Continue the forum thread below about choosing between a free zone company and an LLC, picking up from where it stops.
--- Start Document passage ---
# Free zone or LLC company



## APDP (Sep 8, 2015)

Hi
Iam planning to start up a company that trades in industrial spare parts & provides engineering consultancy services. 
Currently deciding on whether to form a Free Zone company or a LLC. Would prefer to form a free zone company, but have come across some posts saying free zone companies are not allowed to trade in the local market directly. This condition will limit my business, but there are some companies in free zone that are still doing this kind of business.

Would appreciate if anyone practically experienced in this kind of business can advise on the following:

1. Can a free zone company sell materials to other LLC companies in UAE directly or needs a local agent to do that.

2.If I sell in UAE market what are the additional duties i have to pay as a free zone company, other then Custom duty.

3.am i allowed to do business with government organizations as a free zone company

4. am i allowed to do engineering consultancy work for other LLC's and Government organizations in UAE as a free zone company.

5. am i allowed to undertake any construction projects work for other LLC's or Government organizations in UAE as a free zone company.

6. Is there anyway other way to setup this kind of business within UAE without forming a LLC.

Thank you


----------



## V.E.S. (Sep 8, 2015)
--- End Document passage ---
--- Start Dataset entries ---
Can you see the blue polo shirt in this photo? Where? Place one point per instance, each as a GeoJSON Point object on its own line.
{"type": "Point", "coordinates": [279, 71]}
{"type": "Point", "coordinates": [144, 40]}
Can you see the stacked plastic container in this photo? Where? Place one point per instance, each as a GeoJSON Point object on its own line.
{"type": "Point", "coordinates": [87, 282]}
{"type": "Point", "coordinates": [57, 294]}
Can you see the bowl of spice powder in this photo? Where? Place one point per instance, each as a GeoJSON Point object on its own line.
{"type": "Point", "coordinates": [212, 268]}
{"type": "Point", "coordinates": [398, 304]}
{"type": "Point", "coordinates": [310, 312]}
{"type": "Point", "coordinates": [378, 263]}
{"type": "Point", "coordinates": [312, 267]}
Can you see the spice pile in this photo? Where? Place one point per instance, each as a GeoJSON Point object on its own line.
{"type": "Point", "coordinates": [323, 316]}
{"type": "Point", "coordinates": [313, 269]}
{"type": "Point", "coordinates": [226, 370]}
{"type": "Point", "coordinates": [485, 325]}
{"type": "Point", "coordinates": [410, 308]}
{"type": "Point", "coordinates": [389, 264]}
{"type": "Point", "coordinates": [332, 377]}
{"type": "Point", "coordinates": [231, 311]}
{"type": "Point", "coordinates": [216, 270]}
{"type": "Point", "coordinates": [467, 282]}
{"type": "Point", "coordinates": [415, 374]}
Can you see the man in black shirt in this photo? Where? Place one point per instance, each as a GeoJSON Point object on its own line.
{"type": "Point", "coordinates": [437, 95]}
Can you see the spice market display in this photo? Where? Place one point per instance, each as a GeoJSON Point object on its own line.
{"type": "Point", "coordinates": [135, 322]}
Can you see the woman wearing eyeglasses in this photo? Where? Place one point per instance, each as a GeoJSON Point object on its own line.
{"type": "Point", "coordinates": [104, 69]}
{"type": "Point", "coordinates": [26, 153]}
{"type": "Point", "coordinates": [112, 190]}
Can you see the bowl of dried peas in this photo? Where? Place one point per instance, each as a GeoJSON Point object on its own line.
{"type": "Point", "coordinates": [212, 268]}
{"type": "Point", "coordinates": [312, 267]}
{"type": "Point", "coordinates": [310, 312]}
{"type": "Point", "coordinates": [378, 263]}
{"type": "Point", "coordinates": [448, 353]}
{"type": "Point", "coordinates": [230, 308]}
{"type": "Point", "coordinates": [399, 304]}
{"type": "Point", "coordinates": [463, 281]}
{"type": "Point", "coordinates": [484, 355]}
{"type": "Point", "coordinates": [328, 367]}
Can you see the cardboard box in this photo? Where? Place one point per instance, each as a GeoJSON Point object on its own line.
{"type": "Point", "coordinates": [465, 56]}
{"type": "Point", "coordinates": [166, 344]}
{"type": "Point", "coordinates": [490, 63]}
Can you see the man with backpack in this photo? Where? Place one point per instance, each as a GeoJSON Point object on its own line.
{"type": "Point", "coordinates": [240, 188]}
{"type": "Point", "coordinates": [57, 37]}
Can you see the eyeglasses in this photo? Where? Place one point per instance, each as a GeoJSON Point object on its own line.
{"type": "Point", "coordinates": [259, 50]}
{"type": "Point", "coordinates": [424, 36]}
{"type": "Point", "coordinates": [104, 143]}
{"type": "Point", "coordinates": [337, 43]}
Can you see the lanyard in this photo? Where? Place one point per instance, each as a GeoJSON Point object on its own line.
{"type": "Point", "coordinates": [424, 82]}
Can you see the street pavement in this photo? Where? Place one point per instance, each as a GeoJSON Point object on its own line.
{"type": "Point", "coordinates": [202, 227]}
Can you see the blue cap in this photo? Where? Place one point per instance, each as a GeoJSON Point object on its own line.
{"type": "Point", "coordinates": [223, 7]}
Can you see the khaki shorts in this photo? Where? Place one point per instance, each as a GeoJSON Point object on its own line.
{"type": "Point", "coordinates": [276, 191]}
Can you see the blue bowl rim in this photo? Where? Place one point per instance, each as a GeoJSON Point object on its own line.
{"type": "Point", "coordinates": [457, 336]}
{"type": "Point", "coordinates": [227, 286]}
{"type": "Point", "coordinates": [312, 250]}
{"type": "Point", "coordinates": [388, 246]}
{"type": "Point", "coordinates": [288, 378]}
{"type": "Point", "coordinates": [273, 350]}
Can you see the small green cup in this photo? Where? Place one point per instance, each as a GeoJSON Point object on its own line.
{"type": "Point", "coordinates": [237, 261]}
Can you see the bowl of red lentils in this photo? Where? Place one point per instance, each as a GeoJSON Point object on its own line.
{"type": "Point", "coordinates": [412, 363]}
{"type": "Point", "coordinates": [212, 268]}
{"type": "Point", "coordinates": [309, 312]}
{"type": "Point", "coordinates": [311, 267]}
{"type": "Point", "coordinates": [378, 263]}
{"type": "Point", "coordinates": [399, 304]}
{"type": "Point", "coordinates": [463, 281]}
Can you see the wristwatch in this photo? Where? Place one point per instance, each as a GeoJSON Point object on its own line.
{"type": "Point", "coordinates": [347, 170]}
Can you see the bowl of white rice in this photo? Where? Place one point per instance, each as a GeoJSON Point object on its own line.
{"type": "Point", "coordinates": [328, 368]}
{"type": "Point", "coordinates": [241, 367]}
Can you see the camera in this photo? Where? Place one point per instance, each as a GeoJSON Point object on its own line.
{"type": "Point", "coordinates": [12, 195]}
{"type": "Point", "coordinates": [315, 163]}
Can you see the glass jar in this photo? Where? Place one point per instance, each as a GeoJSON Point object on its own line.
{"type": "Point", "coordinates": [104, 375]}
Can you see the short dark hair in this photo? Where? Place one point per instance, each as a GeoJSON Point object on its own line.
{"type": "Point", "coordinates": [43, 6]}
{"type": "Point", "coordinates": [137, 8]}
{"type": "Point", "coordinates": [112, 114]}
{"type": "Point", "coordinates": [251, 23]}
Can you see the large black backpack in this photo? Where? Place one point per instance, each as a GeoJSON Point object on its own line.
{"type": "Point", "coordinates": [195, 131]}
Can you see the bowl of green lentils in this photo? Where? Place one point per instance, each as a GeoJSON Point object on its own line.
--- End Dataset entries ---
• **Solved problem**
It seems that you already understand the main pros and cons of registering the company in free zone. Referring to your questions, please take into account the following:

1.	A free-zone company may sell the goods to other LLCs through local agent or distributor
2.	Normally the free-zone companies do not pay any duties except customs duty which can be between 5 and 100% depending on the nature of product to be cleared
3.	Regarding the other questions it depends on your company’s activity, the type of the project you intend to participate in, etc. But in general if you want to take part in any government projects your company should be listed in a special register of Ministry of Economy and win a tender held by the government.


----------



## APDP (Sep 8, 2015)

Thank you V.E.S. for your reply, it was helpful to understand some additional aspects of free zone companies & project execution.
You are right, I already understand the main pros and cons about free zone company. I was expecting, somebody who has already dealt with similar situation may be able to help me out with some practical solution to this.
It seems like i need to go for a LLC registration to be able to freely trade in the local market without the distributor.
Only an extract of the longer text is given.